===== TEXTE EXTRAIT

Les chasseurs sont généralement convaincus que le poids de la charge employée dans une arme est le principal facteur de l'efficacité du tir ; il semble, en effet, que, plus on lance de projectiles dans la direction d'un gibier, plus on a de chances de l'atteindre, manière de voir qui n'est exacte que dans le cas d'un tir réglé. Mais, dès qu'il s'agit d'un tir rapide sur but mobile, il est nécessaire de modifier quelque peu une conclusion aussi simple. Nous nous proposons, dans cette causerie, d'examiner les motifs de cette différence d'appréciation.

Nous rappellerons d'abord que la portée efficace d'une arme d'un calibre donné est la distance à laquelle cette arme permet de causer à un certain type de gibier des blessures suffisantes pour en assurer la capture. Cette définition implique donc l'emploi d'un numéro de plomb déterminé de manière à donner un nombre d'atteintes suffisant dont chacune aura une puissance minima. Cela revient, en pratique, à toucher la pièce au moyen de cinq grains assez gros pour pouvoir rompre les grands os de l'animal. Nous ne reviendrons pas sur cette définition, et il sera entendu dans les considérations qui vont suivre qu'il s'agit toujours du même gibier et des plombs appropriés.

Examinons maintenant de quelle manière le calibre ou, mieux, le poids de la charge, car la notion de calibre tend actuellement à perdre sa signification à certains points de vue, agit en pratique sur les résultats du tir suivant qu'il s'agit d'un tir réglé ou d'un tir rapide.

Dans le tir réglé, le chasseur dispose, en effet, du temps nécessaire au parfait centrage du groupement, tenu compte de la précision moyenne des armes de chasse ; dans le tir rapide, au contraire, la juxtaposition du centre de groupement avec le gibier n'existe jamais et comporte une double marge d'incertitude due à la fois à l'erreur d'appréciation de la correction de tir et à un pointage moins précis par suite de la rapidité de son exécution.

On admet généralement que cette marge d'incertitude est caractéristique de la qualité des tireurs, et l'on estime que les meilleurs d'entre eux ne s'écartent guère d'erreurs voisines de 1/100 de la distance, alors que les tireurs ordinaires vont jusqu'à 2/100. Ces valeurs sont un peu empiriques, elles expriment, à notre avis, une moyenne acceptable sous réserve d'écarts maximums pouvant obéir à la loi générale des écarts et elles se rapportent à l'observation de tireurs en bonne forme, sans fatigue excessive. D'autre part, ce que l'on sait de la manipulation des appareils de pointage et de la précision variable des gestes d'un opérateur semble indiquer que, pour un même sujet, l'erreur dans l'appréciation des longueurs augmente plus vite que la distance à laquelle elles sont appréciées. Faute d'indications numériquement exactes, nous ne ferons état de ces dernières considérations que pour signaler le sens dans lequel peuvent varier les erreurs de pointage avec la distance et la fatigue. Cette dernière, due au poids de l'arme portée, est un nouveau facteur d'imprécision.

==========

**OBJECTIF**
D'après le texte sur le tir de chasse, jusqu'à quelle erreur, exprimée en fraction de la distance, vont les tireurs ordinaires ?

===== DONNÉES ENREGISTRÉES

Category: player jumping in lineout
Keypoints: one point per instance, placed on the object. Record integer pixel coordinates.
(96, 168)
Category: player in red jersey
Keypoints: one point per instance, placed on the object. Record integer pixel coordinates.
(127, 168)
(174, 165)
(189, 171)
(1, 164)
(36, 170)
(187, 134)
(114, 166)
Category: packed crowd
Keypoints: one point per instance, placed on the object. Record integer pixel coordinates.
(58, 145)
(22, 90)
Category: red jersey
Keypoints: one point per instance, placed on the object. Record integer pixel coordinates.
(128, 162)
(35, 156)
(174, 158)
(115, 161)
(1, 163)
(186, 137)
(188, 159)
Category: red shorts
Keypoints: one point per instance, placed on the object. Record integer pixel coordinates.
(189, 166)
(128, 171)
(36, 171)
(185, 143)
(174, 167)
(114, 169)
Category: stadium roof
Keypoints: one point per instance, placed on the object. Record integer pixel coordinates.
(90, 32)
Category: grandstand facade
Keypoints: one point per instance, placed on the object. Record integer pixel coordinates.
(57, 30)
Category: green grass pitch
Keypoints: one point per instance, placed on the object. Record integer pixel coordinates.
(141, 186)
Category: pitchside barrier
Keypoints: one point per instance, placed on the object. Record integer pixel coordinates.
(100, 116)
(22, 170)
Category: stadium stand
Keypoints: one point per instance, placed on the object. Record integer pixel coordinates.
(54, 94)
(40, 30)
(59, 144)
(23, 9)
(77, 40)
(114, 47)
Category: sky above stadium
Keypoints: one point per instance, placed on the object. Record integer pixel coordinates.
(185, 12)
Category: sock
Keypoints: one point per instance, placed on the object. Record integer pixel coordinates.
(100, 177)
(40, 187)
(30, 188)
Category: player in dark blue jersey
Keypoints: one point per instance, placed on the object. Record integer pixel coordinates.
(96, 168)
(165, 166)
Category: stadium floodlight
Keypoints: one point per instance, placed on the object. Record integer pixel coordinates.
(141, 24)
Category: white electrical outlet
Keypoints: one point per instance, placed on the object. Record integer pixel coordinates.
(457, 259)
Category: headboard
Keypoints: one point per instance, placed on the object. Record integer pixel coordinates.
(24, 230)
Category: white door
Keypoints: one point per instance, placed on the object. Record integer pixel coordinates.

==========

**RÉPONSE COMPLÈTE**
Les tireurs ordinaires vont jusqu'à une erreur de 2/100 de la distance.